===== TEXTO DE ORIGEN

Escrito para REVISTA COLOFON
https://revistacolofon.com.ar/author/orlandoesposito/
Herman Melville, el éxito de un fracaso y la expiación de sus pecados a través de una diabólica obsesión llamada Moby Dick. Una lectura de Orlando Espósito, retrato de Julián Bejarano e ilustraciones de María Lublin.
Hoy
1º de agosto de 2021, se cumplen 202 años del nacimiento de uno de los más
grandes escritores fracasados. En 1819, en Nueva York, nacía Herman Melville,
de un padre brutal, violento y, tal vez, abusador y una madre que profesaba la
rígida religión calvinista. Lo acunaron el pecado, los golpes, la represión y
la culpa.
La
vida, sus obras, pueden ser consultadas en la red.
Hablaremos
del hombre y de Moby Dick. Quiero hablar del hombre que fue capaz de escribir
la novela que después de su muerte se erigió como piedra basal de la literatura
del siglo XX. Imagino a Joyce, a Orwell, a Céline, a Hemingway, a Faulkner, a
todos, leyendo esta obra, pensando en el hombre capaz de semejante portento.
Un
hombre violento como su padre, tal vez abusador, de carácter agrio, mordaz,
burlón, fracasado, recio bebedor.
Su
primer hijo, Malcolm, se suicidó a los dieciocho años en la casa familiar (lo
descubre el padre, Herman Melville después de derribar la puerta del dormitorio
donde se había disparado un tiro en la sien).
El
otro hijo, Stanwic desaparece después de abandonar la casa familiar siendo
joven. Otra hija, Frances muere antes de cumplir treinta años.
¡Ahí
sopla, ahí sopla! ¡Una joroba como un monte nevado! ¡Es Moby Dick!
¿La
novela es una alegoría de la lucha entre el bien y el mal?

==========
===== DATOS PROPORCIONADOS

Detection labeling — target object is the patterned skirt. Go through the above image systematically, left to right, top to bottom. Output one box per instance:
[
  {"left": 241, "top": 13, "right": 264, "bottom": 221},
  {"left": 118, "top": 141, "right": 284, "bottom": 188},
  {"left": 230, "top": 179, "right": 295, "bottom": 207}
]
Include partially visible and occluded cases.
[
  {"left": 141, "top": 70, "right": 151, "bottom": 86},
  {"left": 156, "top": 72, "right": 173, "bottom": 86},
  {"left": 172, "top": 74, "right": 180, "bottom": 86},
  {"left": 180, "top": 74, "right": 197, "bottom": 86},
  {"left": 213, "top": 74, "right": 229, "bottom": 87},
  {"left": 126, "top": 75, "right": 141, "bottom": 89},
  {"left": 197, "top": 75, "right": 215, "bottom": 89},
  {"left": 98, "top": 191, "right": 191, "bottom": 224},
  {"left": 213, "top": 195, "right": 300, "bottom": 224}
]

==========

**TAREA A REALIZAR**.
Reescribe el tramo del texto sobre Herman Melville que va desde "Escrito para REVISTA" hasta "consultadas en la red." y cambia "brutal" por "despiadado".

**RESULTADO**.
Escrito para REVISTA COLOFON
https://revistacolofon.com.ar/author/orlandoesposito/
Herman Melville, el éxito de un fracaso y la expiación de sus pecados a través de una diabólica obsesión llamada Moby Dick. Una lectura de Orlando Espósito, retrato de Julián Bejarano e ilustraciones de María Lublin.
Hoy
1º de agosto de 2021, se cumplen 202 años del nacimiento de uno de los más
grandes escritores fracasados. En 1819, en Nueva York, nacía Herman Melville,
de un padre despiadado, violento y, tal vez, abusador y una madre que profesaba la
rígida religión calvinista. Lo acunaron el pecado, los golpes, la represión y
la culpa.
La
vida, sus obras, pueden ser consultadas en la red.